WHAT NEEDS TO BE DONE: List each line of the listing below that contains the string "left", matching case exactly.

ENTRIES:
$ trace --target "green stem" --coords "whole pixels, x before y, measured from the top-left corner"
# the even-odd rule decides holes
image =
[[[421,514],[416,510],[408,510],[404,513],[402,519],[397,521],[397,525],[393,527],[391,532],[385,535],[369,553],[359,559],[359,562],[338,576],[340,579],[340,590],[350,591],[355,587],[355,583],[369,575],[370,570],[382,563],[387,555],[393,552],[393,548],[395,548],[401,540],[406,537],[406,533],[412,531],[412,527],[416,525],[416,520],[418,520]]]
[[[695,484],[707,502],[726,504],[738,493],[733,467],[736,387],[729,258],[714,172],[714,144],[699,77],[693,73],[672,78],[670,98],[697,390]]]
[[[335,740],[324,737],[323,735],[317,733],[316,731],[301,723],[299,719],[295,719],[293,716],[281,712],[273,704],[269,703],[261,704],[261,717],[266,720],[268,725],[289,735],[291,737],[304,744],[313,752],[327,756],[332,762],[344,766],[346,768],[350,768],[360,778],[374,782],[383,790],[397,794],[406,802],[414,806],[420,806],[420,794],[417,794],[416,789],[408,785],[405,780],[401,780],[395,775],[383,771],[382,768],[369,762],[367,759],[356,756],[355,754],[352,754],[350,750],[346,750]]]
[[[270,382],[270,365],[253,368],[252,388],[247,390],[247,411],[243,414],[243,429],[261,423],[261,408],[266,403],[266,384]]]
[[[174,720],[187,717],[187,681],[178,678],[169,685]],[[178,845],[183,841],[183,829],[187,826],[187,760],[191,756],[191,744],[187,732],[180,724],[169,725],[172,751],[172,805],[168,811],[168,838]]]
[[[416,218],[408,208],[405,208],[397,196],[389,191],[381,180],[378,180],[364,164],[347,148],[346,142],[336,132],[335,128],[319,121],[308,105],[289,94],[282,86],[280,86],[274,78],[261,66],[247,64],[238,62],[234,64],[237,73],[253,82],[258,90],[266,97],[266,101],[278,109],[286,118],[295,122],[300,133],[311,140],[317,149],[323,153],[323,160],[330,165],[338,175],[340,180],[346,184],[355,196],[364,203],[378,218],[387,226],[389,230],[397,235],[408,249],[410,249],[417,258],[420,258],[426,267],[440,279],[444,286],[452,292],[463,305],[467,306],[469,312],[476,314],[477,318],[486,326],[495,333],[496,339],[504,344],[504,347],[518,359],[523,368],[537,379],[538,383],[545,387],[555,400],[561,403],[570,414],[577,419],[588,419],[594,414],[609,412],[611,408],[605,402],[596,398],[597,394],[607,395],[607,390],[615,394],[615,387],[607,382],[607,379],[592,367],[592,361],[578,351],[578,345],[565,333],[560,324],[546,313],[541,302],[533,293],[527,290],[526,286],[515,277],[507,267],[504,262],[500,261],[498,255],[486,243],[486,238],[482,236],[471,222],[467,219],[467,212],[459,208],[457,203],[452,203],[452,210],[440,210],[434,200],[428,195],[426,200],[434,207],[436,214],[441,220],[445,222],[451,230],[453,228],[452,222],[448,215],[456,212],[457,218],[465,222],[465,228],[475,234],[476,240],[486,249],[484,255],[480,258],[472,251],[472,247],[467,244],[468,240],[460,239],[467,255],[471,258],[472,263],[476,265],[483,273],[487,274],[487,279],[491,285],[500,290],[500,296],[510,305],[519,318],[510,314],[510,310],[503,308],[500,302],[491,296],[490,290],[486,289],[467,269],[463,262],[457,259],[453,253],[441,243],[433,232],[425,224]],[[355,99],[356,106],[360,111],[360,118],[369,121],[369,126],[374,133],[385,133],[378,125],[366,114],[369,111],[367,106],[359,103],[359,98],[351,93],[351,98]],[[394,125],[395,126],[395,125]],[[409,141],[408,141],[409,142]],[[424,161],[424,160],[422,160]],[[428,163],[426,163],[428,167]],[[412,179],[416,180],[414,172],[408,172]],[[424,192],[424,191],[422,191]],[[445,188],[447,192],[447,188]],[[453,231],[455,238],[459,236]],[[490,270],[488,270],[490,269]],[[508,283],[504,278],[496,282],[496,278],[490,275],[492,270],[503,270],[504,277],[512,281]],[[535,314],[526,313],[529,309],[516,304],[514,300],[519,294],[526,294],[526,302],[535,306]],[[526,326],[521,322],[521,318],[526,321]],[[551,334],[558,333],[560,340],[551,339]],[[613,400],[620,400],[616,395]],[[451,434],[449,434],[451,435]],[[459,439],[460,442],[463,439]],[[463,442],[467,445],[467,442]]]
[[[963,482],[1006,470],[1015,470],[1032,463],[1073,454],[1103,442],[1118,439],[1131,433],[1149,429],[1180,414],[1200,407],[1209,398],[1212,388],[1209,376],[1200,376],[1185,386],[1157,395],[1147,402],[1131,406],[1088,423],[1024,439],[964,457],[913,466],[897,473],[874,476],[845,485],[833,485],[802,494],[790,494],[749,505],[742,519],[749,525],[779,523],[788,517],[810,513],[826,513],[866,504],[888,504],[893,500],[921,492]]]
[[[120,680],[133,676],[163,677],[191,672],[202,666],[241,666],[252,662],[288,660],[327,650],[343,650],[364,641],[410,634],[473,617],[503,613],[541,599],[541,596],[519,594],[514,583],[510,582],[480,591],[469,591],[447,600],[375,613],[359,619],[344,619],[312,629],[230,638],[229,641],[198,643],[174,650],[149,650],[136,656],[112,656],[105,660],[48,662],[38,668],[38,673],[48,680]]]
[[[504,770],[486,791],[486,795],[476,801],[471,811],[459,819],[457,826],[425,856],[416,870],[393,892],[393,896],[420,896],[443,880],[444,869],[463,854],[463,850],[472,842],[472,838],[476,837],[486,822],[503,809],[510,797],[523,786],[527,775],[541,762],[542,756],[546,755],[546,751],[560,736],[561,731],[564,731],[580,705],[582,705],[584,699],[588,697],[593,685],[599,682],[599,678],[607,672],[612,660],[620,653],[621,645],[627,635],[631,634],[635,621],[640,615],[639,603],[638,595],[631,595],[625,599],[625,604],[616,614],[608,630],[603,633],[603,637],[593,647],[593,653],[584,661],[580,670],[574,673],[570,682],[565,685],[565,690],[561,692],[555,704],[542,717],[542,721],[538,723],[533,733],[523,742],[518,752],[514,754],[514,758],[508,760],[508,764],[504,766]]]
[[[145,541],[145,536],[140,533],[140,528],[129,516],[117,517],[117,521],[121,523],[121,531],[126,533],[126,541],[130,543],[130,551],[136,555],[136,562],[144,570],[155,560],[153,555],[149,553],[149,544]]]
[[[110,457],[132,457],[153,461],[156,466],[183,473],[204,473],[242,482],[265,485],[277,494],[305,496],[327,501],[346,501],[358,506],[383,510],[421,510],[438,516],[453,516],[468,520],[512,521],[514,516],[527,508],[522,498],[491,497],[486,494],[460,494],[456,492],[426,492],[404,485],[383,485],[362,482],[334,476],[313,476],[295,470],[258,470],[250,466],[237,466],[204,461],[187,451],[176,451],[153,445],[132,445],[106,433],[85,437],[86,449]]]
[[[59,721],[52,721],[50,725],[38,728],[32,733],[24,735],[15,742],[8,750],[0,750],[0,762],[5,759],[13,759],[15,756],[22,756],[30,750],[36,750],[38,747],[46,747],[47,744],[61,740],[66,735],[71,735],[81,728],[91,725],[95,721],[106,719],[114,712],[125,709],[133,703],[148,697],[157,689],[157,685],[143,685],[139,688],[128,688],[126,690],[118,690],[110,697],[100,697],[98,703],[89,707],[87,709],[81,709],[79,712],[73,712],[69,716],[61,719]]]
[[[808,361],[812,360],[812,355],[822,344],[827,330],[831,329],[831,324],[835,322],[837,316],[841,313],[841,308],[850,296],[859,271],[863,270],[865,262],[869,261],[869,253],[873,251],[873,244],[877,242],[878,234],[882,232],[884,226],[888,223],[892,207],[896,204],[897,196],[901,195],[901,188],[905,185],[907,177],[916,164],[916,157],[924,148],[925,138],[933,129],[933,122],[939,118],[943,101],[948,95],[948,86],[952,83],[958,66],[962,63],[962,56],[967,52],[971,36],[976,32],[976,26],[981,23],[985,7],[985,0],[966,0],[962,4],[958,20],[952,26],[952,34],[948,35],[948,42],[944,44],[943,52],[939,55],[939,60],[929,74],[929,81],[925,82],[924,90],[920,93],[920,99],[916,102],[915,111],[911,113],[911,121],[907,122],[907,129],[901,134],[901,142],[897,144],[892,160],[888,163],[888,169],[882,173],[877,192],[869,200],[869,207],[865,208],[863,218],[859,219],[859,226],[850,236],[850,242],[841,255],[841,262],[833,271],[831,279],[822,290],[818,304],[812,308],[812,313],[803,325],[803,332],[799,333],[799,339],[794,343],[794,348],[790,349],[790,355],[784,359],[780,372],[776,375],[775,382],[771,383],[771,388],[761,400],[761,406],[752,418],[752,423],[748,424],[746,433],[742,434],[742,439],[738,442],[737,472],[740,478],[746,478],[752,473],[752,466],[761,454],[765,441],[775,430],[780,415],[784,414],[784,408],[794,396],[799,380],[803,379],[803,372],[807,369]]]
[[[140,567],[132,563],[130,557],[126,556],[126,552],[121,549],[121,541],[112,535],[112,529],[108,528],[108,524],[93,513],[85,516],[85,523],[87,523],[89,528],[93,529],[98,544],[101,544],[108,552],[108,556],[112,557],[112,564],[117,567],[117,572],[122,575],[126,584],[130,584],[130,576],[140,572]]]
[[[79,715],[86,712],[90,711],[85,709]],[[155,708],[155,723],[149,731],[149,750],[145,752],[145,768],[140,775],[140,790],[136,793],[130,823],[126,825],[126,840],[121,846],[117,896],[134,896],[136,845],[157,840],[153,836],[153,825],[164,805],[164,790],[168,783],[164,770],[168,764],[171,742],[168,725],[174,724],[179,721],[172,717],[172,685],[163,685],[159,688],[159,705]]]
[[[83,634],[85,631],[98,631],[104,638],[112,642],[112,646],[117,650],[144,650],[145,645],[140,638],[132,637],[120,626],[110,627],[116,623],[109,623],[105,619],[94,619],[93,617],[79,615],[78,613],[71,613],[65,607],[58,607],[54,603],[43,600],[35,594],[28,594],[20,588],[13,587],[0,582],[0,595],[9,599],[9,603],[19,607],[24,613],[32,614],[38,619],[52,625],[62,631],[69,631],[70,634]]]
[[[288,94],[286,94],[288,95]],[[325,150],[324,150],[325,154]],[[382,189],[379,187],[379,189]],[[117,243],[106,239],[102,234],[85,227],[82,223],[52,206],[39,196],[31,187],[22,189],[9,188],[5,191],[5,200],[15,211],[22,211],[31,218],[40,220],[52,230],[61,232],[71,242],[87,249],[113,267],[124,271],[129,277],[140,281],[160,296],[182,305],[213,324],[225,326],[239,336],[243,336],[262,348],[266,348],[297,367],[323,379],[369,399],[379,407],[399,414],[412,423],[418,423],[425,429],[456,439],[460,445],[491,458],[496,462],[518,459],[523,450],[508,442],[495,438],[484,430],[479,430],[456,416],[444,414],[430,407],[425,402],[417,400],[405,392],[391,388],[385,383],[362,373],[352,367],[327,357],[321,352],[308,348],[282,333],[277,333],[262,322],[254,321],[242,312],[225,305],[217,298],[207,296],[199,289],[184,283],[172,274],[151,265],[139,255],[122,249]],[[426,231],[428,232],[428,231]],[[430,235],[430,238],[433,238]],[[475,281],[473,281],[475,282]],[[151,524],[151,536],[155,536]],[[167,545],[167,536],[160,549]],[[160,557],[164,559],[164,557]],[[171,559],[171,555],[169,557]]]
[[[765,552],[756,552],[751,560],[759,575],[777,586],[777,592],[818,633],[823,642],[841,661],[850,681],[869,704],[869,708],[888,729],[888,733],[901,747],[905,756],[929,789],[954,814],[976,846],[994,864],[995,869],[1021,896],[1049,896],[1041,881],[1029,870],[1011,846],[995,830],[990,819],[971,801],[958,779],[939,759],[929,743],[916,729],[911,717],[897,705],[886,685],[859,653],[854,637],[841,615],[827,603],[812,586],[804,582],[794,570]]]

EXPECTED ANSWER:
$ trace --target "green stem" --coords "whole pixels, x before y, measured from the top-left corner"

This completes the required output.